Dusk at Cubist Castle was initially released with a bonus disk of material called Explanation II: Instrumental Themes and Dream Sequences (which was briefly released as its own album on the Flydaddy label in either 1997 or 1998 – sources on the Web disagree to the actual year), which is included here on the download card and is said should be played in synch with its parent album to create a quadraphonic sonic effect. However, Explanation II runs about five minutes shorter than Dusk at Cubist Castle, which throws a bit of cold water on that notion. As a whole, it is very Brian Eno-like in ambient atmospheric effect with its alternately icy and inviting keyboards, forlorn fiddles and background sounds of dogs barking, crickets chirping and a thunderstorm rolling in from the distance. For all of its obscure overtones, it’s actually a soothing and calming listen, the sort of thing you can throw on at bedtime and have a pleasant nocturnal experience to.

That cannot be said of the remainder of Dusk at Cubist Castle’s bonus material. There are two tracks included called “Black Swan Network”, which both run 15 minutes, and are both meant to be played simultaneously in true Zaireeka form. The “songs”, if they can be called that, sound as though aliens got ahold of a transistor radio, and flipped through various stations with unabashed glee. As that would suggest, “Black Swan Network” is wholly a mess, and is 15 minutes (or 30 minutes, if you don’t play the tracks side-by-side) that you’ll never get back. The rest of the stuff in the bonus material is largely in the same vein: instrumental twaddle that never really goes anywhere, and strains all credibility on the part of the listener. Essentially, much of the bonus material to be found on the Dusk at Cubist Castle download card is for absolute die-hard fans who want to take a long, deep journey down the rabbit hole of Hart and Doss’ subconscious into ultimate abstraction.

# PROBLEM TO WORK ON
Repeat the review of the Dusk at Cubist Castle bonus material word for word, from start to finish. The lines that follow were taken from a different source.

# GIVEN RECORDS
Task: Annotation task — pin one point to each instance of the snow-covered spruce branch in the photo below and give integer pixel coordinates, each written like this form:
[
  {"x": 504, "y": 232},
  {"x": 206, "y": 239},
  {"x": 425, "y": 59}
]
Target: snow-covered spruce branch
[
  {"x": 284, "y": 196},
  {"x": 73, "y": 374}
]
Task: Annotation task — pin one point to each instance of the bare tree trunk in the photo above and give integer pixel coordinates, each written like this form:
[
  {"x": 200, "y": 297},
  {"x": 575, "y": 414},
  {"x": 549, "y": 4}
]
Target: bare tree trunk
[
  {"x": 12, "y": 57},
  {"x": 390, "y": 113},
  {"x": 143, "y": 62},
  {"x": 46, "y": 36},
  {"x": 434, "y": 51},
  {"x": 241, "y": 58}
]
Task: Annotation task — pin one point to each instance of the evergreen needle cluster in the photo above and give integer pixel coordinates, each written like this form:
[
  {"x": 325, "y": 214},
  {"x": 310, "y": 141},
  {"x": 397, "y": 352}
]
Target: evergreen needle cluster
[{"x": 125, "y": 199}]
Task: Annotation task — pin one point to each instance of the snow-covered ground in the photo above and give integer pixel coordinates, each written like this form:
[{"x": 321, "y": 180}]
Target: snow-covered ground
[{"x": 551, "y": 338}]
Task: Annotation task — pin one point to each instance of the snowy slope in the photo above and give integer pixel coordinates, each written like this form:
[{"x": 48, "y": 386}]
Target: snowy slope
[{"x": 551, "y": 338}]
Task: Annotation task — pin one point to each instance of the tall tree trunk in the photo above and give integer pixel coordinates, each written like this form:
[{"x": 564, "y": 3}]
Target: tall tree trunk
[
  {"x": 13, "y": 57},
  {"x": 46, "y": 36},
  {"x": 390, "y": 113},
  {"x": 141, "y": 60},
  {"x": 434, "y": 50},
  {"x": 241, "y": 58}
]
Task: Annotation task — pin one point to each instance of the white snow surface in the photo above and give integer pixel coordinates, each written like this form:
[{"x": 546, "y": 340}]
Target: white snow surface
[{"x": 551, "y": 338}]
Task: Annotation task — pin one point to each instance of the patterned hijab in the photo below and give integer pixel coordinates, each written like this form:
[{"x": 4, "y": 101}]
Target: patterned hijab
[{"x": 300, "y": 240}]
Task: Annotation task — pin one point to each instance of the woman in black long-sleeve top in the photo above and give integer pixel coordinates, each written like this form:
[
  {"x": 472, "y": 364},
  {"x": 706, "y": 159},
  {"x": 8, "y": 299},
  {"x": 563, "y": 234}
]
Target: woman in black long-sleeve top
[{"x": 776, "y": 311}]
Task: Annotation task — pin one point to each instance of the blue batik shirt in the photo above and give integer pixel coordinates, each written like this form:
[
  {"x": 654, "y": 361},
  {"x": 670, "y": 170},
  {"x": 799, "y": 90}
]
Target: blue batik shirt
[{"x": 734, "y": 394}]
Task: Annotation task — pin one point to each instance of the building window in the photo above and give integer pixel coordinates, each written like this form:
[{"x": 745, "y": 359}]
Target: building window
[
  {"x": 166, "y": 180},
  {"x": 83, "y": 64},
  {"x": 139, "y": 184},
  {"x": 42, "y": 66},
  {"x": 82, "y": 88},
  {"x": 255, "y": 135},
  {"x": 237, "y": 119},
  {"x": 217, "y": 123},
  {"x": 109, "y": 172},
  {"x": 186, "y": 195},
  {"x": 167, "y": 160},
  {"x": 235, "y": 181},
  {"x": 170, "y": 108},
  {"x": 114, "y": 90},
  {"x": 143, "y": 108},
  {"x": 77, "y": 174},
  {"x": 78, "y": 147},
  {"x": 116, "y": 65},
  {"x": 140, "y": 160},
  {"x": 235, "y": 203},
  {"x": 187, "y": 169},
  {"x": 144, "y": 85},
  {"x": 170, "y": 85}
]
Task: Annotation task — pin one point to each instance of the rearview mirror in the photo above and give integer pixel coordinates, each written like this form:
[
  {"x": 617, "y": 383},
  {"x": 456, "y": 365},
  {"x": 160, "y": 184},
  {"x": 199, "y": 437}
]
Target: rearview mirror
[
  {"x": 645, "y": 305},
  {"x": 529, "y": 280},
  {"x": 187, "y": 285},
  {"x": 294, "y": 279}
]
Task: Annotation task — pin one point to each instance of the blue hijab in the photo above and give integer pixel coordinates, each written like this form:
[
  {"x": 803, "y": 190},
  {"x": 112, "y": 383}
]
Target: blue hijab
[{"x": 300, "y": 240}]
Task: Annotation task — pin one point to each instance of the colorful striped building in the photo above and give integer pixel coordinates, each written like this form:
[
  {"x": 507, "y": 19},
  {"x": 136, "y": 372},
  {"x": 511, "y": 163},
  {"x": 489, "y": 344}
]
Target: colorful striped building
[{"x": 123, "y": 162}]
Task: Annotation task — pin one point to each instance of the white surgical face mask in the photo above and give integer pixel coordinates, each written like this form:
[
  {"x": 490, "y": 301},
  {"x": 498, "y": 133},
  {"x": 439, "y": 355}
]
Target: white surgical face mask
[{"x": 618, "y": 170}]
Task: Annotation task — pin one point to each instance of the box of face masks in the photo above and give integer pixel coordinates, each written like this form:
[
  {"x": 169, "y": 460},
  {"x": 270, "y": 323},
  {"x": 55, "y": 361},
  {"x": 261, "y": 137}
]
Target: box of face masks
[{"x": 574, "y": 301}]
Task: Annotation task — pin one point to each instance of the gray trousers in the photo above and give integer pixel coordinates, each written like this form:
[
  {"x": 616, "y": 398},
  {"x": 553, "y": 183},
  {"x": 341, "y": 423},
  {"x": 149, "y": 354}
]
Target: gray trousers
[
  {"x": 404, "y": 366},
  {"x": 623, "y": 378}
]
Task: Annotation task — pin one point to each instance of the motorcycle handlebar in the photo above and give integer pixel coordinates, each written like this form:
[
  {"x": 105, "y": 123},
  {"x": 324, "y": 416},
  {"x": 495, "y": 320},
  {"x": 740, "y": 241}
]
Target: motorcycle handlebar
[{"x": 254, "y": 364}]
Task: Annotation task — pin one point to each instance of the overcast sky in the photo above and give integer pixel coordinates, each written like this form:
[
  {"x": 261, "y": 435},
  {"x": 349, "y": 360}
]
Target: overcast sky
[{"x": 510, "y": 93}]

# FULL ANSWER
Dusk at Cubist Castle was initially released with a bonus disk of material called Explanation II: Instrumental Themes and Dream Sequences (which was briefly released as its own album on the Flydaddy label in either 1997 or 1998 – sources on the Web disagree to the actual year), which is included here on the download card and is said should be played in synch with its parent album to create a quadraphonic sonic effect. However, Explanation II runs about five minutes shorter than Dusk at Cubist Castle, which throws a bit of cold water on that notion. As a whole, it is very Brian Eno-like in ambient atmospheric effect with its alternately icy and inviting keyboards, forlorn fiddles and background sounds of dogs barking, crickets chirping and a thunderstorm rolling in from the distance. For all of its obscure overtones, it’s actually a soothing and calming listen, the sort of thing you can throw on at bedtime and have a pleasant nocturnal experience to.

That cannot be said of the remainder of Dusk at Cubist Castle’s bonus material. There are two tracks included called “Black Swan Network”, which both run 15 minutes, and are both meant to be played simultaneously in true Zaireeka form. The “songs”, if they can be called that, sound as though aliens got ahold of a transistor radio, and flipped through various stations with unabashed glee. As that would suggest, “Black Swan Network” is wholly a mess, and is 15 minutes (or 30 minutes, if you don’t play the tracks side-by-side) that you’ll never get back. The rest of the stuff in the bonus material is largely in the same vein: instrumental twaddle that never really goes anywhere, and strains all credibility on the part of the listener. Essentially, much of the bonus material to be found on the Dusk at Cubist Castle download card is for absolute die-hard fans who want to take a long, deep journey down the rabbit hole of Hart and Doss’ subconscious into ultimate abstraction.